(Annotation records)
_____

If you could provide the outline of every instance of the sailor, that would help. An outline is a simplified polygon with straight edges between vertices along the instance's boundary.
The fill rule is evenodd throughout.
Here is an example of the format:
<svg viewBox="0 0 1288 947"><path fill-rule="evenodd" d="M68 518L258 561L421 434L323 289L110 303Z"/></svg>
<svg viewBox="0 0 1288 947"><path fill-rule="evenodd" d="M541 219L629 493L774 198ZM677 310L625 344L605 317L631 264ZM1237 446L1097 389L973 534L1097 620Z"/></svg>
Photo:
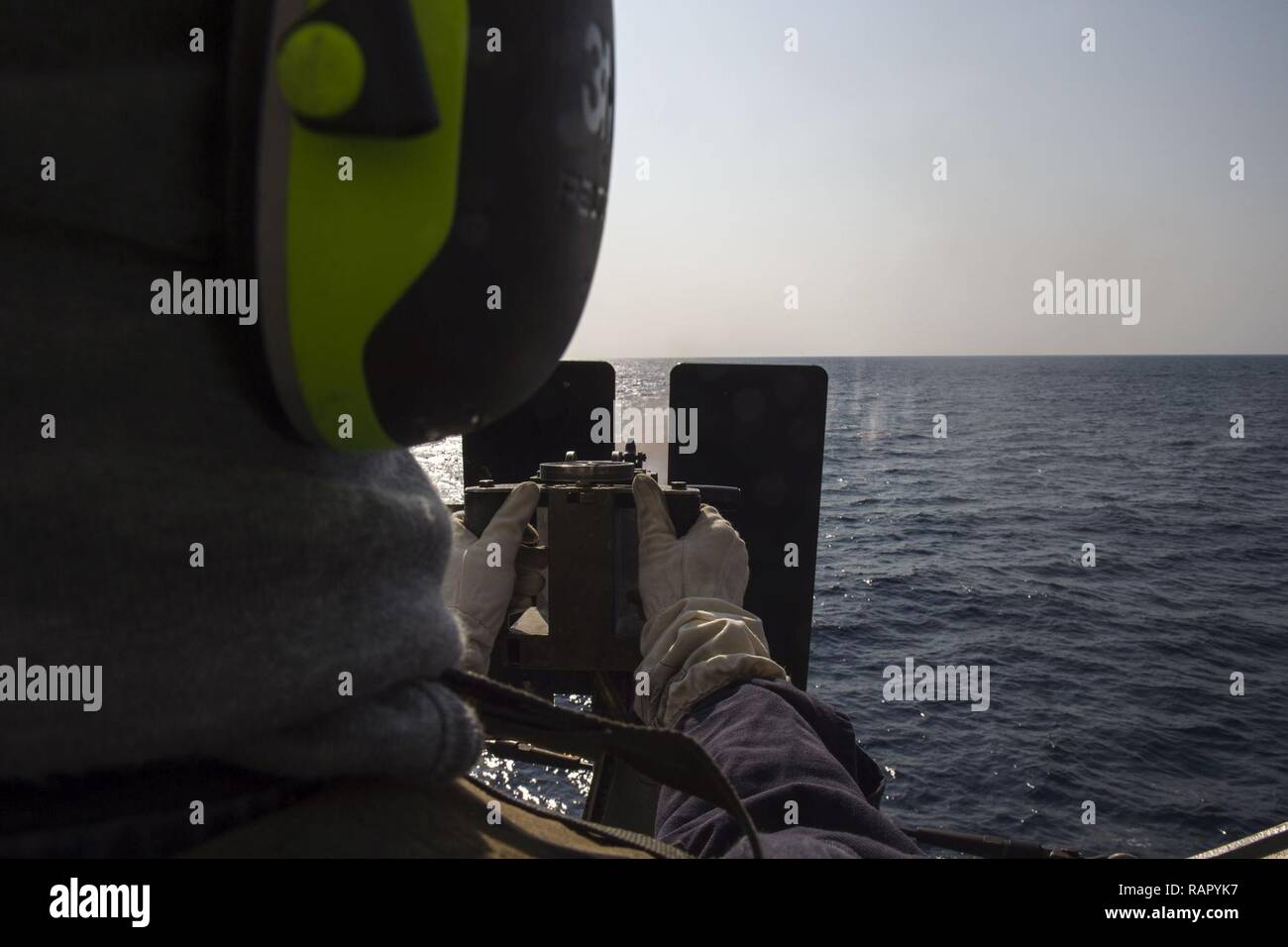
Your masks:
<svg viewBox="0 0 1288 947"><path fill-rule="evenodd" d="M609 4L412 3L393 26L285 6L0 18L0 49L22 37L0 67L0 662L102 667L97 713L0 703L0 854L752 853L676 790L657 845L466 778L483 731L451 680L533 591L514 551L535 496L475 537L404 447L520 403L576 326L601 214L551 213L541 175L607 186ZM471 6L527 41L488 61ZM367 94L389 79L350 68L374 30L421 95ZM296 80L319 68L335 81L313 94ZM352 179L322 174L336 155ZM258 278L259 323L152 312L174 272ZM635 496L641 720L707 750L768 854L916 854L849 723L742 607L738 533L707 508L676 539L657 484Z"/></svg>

_____

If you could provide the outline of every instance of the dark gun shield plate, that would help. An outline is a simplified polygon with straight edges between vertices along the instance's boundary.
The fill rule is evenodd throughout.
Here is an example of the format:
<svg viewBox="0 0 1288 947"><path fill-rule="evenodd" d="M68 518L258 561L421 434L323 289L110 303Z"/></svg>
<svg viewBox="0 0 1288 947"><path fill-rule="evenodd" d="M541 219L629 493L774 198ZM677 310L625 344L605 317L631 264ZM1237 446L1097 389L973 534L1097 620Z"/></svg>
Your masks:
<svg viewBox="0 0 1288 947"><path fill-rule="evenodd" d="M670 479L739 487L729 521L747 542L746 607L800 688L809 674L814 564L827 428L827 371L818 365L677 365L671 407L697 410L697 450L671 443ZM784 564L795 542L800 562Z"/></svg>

_____

Exercise requirements: Copy out every line from the one containing "of the dark" down to the one containing "479L739 487L729 521L747", both included, with nothing changed.

Result for this exercise:
If you could provide the outline of every instance of the dark gun shield plate, that would help. An outline is a simplified polygon with straight edges between vertices along the instance's boundary.
The fill rule is evenodd throughout.
Here is an example of the format:
<svg viewBox="0 0 1288 947"><path fill-rule="evenodd" d="M68 518L258 561L421 434L323 289L110 303Z"/></svg>
<svg viewBox="0 0 1288 947"><path fill-rule="evenodd" d="M541 219L629 493L774 198ZM677 310L625 344L605 317L631 264ZM1237 446L1097 389L973 534L1097 620Z"/></svg>
Your masks:
<svg viewBox="0 0 1288 947"><path fill-rule="evenodd" d="M670 479L739 487L729 521L747 542L746 607L800 688L809 674L814 564L827 428L827 371L818 365L677 365L671 407L697 410L697 450L671 443ZM784 564L795 542L800 562Z"/></svg>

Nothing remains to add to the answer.